Tasks to carry out:
1. Using the news report on the two Chinese Muslims at Guantanamo Bay, answer each question:
(a) Which judge raised the possibility of ordering their release?
(b) How long before that had the U.S. military found the two men were not enemy combatants?
(c) What do the Uighurs say they fear if they are returned to China?
2. According to the news report on the two Chinese Muslims at Guantanamo Bay, why would an order releasing them be significant? Answer in one to three sentences.
3. Write a continuation of the news report on the two Chinese Muslims at Guantanamo Bay, starting after the detainee's quoted words.

Selected passage:
----------------------------------------

Posted on 12/14/2005 9:15:15 AM PST by NormsRevenge
WASHINGTON - A federal judge is considering ordering the release of two Chinese Muslims held at Guantanamo Bay, which would be an unprecedented step in the legal battles surrounding the Bush administration's treatment of detainees. U.S. District Judge James Robertson raised the possibility, eight months after the U.S. military found the two men were not enemy combatants.
A Justice Department lawyer told the judge at a hearing this week that the Bush administration is still trying to find a country that will take the ethnic Uighurs, who say they fear torture or death if they are returned to China. The Uighurs are Turkic-speaking Muslims in western China, who have a language and culture distinct from the majority Chinese.
"We are going nuts here. Why are we still here? What kind of law exists in America to allow this to happen?" court papers in the case quote one of the detainees as saying.

----------------------------------------

Stored data:
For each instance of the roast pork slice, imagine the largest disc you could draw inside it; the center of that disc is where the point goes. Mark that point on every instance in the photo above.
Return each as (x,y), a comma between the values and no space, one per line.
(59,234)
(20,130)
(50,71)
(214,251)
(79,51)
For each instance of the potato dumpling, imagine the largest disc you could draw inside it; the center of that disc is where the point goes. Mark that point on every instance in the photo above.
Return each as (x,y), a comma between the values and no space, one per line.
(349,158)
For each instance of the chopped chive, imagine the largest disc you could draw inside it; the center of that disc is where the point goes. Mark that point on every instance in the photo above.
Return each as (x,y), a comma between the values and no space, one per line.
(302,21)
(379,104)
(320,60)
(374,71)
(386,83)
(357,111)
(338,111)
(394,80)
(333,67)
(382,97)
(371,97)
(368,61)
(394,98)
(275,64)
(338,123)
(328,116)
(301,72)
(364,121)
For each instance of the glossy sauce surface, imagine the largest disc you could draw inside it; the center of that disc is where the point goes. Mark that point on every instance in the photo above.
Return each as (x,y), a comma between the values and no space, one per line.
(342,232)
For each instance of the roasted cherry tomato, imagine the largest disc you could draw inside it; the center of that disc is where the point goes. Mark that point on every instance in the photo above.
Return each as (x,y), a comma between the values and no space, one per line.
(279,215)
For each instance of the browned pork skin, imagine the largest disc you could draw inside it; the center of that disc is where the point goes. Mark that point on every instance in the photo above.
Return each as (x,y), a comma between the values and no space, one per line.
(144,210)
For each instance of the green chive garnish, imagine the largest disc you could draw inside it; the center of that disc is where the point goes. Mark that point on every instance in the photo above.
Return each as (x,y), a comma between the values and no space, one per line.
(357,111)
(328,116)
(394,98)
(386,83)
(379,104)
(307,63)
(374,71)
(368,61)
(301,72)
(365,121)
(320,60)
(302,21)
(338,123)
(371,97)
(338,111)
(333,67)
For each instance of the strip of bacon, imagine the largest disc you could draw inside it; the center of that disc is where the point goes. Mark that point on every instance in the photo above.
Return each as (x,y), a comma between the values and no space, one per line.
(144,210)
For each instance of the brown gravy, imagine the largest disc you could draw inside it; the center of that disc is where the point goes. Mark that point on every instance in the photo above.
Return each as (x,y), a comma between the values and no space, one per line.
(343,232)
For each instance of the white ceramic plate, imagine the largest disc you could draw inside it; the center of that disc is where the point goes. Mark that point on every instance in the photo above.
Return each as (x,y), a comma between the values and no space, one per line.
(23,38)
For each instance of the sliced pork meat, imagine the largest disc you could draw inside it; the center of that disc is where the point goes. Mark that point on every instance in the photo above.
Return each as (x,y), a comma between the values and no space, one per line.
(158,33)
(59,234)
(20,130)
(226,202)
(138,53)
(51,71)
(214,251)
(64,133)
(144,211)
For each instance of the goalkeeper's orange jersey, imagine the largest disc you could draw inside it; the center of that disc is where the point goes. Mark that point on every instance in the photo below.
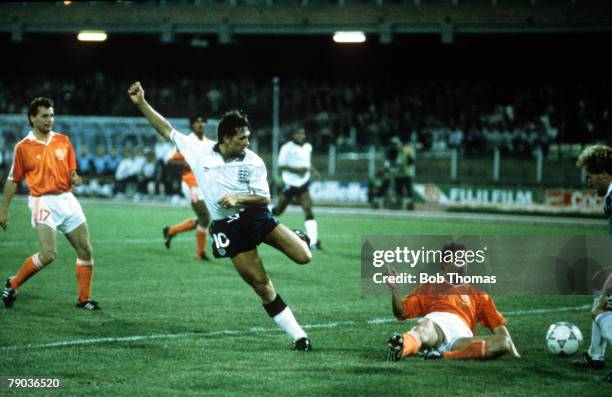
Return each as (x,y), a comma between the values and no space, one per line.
(469,303)
(188,176)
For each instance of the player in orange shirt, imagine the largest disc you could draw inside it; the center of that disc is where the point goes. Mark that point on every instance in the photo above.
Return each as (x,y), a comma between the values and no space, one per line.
(47,162)
(450,315)
(191,191)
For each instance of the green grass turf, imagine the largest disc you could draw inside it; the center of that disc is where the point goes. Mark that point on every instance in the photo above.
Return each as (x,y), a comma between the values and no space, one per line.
(148,290)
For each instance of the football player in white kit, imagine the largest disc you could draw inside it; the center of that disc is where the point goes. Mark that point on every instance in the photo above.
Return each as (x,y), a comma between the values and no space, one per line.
(295,164)
(236,193)
(601,330)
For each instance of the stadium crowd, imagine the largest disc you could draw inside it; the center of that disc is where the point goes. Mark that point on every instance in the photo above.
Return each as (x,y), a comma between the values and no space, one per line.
(471,116)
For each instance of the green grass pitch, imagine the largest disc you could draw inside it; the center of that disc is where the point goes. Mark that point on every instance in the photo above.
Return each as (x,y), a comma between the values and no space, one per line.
(172,325)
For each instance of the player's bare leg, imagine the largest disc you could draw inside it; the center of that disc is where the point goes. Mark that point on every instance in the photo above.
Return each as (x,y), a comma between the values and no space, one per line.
(425,333)
(310,224)
(33,264)
(199,207)
(48,243)
(285,240)
(79,239)
(250,267)
(281,204)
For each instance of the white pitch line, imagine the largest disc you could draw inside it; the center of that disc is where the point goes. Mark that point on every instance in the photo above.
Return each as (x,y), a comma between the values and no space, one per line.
(336,324)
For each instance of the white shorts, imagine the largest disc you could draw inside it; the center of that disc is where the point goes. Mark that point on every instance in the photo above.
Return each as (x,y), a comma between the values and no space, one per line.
(452,327)
(194,194)
(61,212)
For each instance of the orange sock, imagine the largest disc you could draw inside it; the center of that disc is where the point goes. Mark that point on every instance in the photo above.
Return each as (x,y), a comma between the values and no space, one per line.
(84,270)
(201,238)
(184,226)
(30,267)
(475,350)
(411,345)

----------------------------------------

In response:
1.
(a) U.S. District Judge James Robertson.
(b) Eight months.
(c) Torture or death.

2. Such an order would be an unprecedented step in the legal battles over the Bush administration's treatment of detainees.

3.
Abu Bakker Qassim and A'Del Abdu al-Hakim receive treatment that is similar to that of other detainees who are deemed terrorist suspects, according to court papers filed by their lawyers, who are challenging the four-year confinement of the two men.
Robertson referred to the option of ordering the release of the two men at a hearing Monday, a step that would undoubtedly prompt an appeal by the government. The judge also raised the possibility of bringing the two to his courtroom for a hearing, which also would be an unprecedented step in the legal battles over detainees.
"It's inconceivable that the government doesn't have the diplomatic wherewithal to solve this problem if it wanted to solve it," Susan Baker Manning, an attorney for the two men, said Tuesday.
Baker Manning speculated that the U.S. government is refusing to grant the two asylum in the United States either because of concern over relations with the government of China or for domestic political reasons.
The Bush administration opposes a request that the two detainees meet with a representative of the United Nations Commission on Human Rights as a move toward resettlement in another country. The request lacks "any conceivable legal basis" because access to a military base is within the powers granted to both Congress and the president, the Justice Department said in court papers.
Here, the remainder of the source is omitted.